> [DATA SUPPLIED]:

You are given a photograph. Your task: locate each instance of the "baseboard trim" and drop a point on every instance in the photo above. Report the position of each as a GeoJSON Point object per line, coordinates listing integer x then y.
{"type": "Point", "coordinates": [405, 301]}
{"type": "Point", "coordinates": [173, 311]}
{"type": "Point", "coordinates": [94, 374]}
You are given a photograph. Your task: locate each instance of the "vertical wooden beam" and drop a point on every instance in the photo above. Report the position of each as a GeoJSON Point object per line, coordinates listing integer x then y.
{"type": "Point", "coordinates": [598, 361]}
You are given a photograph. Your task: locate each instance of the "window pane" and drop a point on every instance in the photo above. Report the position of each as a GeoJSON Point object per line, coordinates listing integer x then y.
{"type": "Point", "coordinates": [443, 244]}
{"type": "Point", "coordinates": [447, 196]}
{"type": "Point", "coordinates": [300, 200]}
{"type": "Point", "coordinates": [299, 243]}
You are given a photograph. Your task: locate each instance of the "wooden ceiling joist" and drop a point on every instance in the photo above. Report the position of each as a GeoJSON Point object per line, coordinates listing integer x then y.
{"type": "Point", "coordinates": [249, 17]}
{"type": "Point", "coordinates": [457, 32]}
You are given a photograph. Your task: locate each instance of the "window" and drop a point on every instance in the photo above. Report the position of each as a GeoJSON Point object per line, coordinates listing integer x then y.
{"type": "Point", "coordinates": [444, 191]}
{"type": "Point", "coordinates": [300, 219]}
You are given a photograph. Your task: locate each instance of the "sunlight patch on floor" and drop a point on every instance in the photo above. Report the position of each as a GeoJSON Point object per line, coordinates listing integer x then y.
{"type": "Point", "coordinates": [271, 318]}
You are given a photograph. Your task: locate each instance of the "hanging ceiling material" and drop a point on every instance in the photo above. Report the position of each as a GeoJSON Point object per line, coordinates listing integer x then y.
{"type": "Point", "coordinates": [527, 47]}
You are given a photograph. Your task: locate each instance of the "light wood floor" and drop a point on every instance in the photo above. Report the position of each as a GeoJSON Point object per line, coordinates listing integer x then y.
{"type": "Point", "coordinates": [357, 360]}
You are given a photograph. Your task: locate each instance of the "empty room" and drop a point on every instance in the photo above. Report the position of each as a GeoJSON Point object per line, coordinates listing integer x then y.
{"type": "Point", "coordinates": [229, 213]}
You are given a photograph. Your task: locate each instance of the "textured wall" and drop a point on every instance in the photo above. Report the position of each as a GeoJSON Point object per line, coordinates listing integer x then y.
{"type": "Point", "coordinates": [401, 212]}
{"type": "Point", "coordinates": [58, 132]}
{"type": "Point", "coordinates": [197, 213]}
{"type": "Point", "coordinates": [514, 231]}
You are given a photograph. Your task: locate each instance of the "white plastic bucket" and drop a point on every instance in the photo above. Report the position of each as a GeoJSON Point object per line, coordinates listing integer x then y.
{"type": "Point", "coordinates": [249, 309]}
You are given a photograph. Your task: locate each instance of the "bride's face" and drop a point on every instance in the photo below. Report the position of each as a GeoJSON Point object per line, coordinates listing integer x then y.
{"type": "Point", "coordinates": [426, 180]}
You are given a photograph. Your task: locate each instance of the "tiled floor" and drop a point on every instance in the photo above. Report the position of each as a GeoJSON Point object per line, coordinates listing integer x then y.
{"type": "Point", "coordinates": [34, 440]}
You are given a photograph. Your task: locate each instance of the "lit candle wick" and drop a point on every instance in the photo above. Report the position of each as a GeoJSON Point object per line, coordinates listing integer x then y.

> [EXERCISE AIM]: Please give back every line of the listing exactly as it stands.

> [REPLY TO THE EXERCISE]:
You are given a photograph. Your task: locate each instance of the "baseboard trim" and drop a point on every instance in the photo above. Report the position of each as a GeoJSON Point object per line, coordinates listing integer x then y.
{"type": "Point", "coordinates": [405, 301]}
{"type": "Point", "coordinates": [173, 311]}
{"type": "Point", "coordinates": [94, 374]}
You are given a photograph. Your task: locate each instance of the "vertical wooden beam" and drop a point on every instance in the photo above. Report the position of each as a GeoJSON Point object per line, coordinates listing integer x then y.
{"type": "Point", "coordinates": [598, 361]}
You are given a photograph. Your task: locate each instance of the "window pane" and drop a point on every instance in the photo above. Report the position of each as a GeoJSON Point object per line, coordinates listing integer x then y.
{"type": "Point", "coordinates": [443, 244]}
{"type": "Point", "coordinates": [447, 196]}
{"type": "Point", "coordinates": [300, 200]}
{"type": "Point", "coordinates": [299, 243]}
You are given a photograph. Your task: locate each instance of the "wooden ceiling joist" and drop a point on every instance in the photo above. Report the position of each as a GeoJSON Point object per line, coordinates listing integer x then y.
{"type": "Point", "coordinates": [249, 17]}
{"type": "Point", "coordinates": [457, 32]}
You are given a photograph. Your task: locate each instance of the "window" and drop a point on every instance in the photo above. Report the position of each as a GeoJSON Point object per line, coordinates listing integer x then y.
{"type": "Point", "coordinates": [444, 191]}
{"type": "Point", "coordinates": [300, 219]}
You are given a photograph. Your task: locate each instance of the "sunlight patch on floor" and drop a point on every instance in the photo above. Report the position of each as a GeoJSON Point object per line, coordinates listing integer x then y.
{"type": "Point", "coordinates": [271, 318]}
You are given a photograph. Your task: locate each instance of the "hanging ceiling material" and drop a point on every instance in the photo above. Report the position of each as a GeoJSON Point object per line, coordinates listing integer x then y.
{"type": "Point", "coordinates": [527, 47]}
You are given a photograph. Your task: locate each instance of the "light wood floor" and drop a point on every instance in the photo above. Report the position of each as a GeoJSON Point object per line, coordinates listing integer x then y.
{"type": "Point", "coordinates": [357, 360]}
You are given a photograph. Your task: locate each instance of the "empty room" and drop a point on every instance in the photo above. Report the position of each as a GeoJSON Point object per line, coordinates listing integer x then y.
{"type": "Point", "coordinates": [229, 213]}
You are given a photograph. Your task: locate each instance of the "textured wall" and drop a point on every instance in the photo above. Report the position of each as a GeoJSON Point object per line, coordinates listing integer x then y.
{"type": "Point", "coordinates": [401, 212]}
{"type": "Point", "coordinates": [58, 132]}
{"type": "Point", "coordinates": [197, 213]}
{"type": "Point", "coordinates": [514, 231]}
You are given a photograph. Your task: locate each instance of the "white plastic bucket" and drop a point on every instance in the photo above. Report the position of each as a GeoJSON Point object per line, coordinates listing integer x then y.
{"type": "Point", "coordinates": [249, 309]}
You are given a photograph. Your task: locate each instance of the "bride's face" and drop a point on every instance in the photo below. Report the position of each as a GeoJSON Point object per line, coordinates listing integer x then y.
{"type": "Point", "coordinates": [426, 180]}
You are given a photograph. Your task: locate each instance of the "tiled floor" and drop a point on every instance in the photo above. Report the position of each as a GeoJSON Point object per line, coordinates listing integer x then y.
{"type": "Point", "coordinates": [34, 440]}
You are given a photograph. Your task: locate each instance of the "lit candle wick" and drop a point on every instance in the photo above. Report the position of each as a GeoJSON Point object per line, coordinates listing integer x then y.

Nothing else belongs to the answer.